:: Point labeling dataset excerpts ::
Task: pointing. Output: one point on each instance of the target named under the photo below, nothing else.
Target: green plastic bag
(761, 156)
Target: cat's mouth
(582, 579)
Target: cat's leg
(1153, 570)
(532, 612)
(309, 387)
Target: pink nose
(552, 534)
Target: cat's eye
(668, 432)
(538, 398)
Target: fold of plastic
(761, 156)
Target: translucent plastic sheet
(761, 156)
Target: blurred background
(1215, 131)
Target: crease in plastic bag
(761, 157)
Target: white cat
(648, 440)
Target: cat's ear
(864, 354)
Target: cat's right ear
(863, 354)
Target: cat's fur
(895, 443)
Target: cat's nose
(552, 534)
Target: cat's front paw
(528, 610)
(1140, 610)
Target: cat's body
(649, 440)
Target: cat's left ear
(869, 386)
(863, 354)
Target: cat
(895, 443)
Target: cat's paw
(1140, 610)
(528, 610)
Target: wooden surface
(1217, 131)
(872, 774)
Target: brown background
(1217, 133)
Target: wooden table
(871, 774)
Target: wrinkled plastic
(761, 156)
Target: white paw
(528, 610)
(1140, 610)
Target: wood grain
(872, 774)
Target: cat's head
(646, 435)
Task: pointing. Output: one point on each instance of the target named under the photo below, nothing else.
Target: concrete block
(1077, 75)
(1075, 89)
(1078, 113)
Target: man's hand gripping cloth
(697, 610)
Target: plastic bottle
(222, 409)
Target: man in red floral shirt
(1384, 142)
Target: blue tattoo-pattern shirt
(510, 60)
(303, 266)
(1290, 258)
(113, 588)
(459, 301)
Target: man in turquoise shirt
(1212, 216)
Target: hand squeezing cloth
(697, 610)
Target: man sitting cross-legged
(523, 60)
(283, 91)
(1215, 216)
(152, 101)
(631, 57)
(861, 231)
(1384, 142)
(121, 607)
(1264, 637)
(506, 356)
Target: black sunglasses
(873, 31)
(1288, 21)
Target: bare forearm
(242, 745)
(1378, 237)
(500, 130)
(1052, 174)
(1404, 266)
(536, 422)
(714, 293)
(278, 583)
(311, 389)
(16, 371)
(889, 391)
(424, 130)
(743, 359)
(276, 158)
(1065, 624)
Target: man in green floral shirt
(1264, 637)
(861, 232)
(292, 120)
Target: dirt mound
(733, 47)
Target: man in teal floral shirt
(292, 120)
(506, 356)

:: Exercise instructions ::
Retype all the material above precisely, with no line left out.

:: Correct output ::
Task: pointing. Output: one point on each instance of the target named under the photo below, nothing else.
Target: green plastic bag
(761, 156)
Target: cat's mouth
(582, 579)
Target: cat's leg
(1153, 570)
(532, 612)
(309, 387)
Target: pink nose
(552, 534)
Target: cat's eye
(668, 432)
(538, 398)
Target: fold of plastic
(761, 156)
Target: translucent plastic sheet
(761, 156)
Target: blurred background
(1215, 131)
Target: crease in plastic bag
(761, 157)
Target: white cat
(648, 440)
Target: cat's ear
(864, 354)
Target: cat's right ear
(863, 354)
Target: cat's fur
(895, 443)
Target: cat's nose
(552, 534)
Target: cat's front paw
(528, 610)
(1140, 610)
Target: cat's body
(649, 440)
Target: cat's left ear
(869, 386)
(863, 354)
Target: cat
(895, 443)
Target: cat's paw
(1140, 610)
(528, 610)
Target: wooden surface
(1217, 131)
(872, 774)
Target: brown background
(1217, 133)
Target: wooden table
(871, 774)
Target: wrinkled plastic
(761, 156)
Target: white paw
(528, 610)
(1140, 610)
Target: wood grain
(872, 774)
Target: cat's head
(646, 435)
Task: pointing. Output: one point on each instance of the target named under the photo below, nothing else.
Target: concrete block
(1077, 75)
(1075, 89)
(1078, 113)
Target: man's hand gripping cloth
(697, 610)
Target: plastic bottle
(222, 409)
Target: man in red floral shirt
(1384, 142)
Target: blue tattoo-pattern shirt
(510, 60)
(303, 266)
(1290, 258)
(113, 588)
(459, 301)
Target: man in turquoise shirt
(1212, 216)
Target: hand squeezing cloth
(697, 610)
Target: man sitting cross-legged
(523, 60)
(283, 91)
(1215, 216)
(152, 101)
(631, 57)
(861, 231)
(1384, 142)
(121, 607)
(1264, 637)
(506, 356)
Target: black sunglasses
(873, 31)
(1288, 21)
Target: bare forearm
(242, 745)
(1378, 237)
(500, 130)
(1052, 174)
(1404, 266)
(536, 422)
(714, 293)
(278, 583)
(311, 389)
(16, 371)
(889, 391)
(424, 130)
(743, 359)
(276, 158)
(1065, 624)
Target: man in green floral shirt
(1264, 637)
(861, 232)
(292, 120)
Target: dirt mound
(733, 47)
Target: man in teal floral shirt
(292, 120)
(506, 356)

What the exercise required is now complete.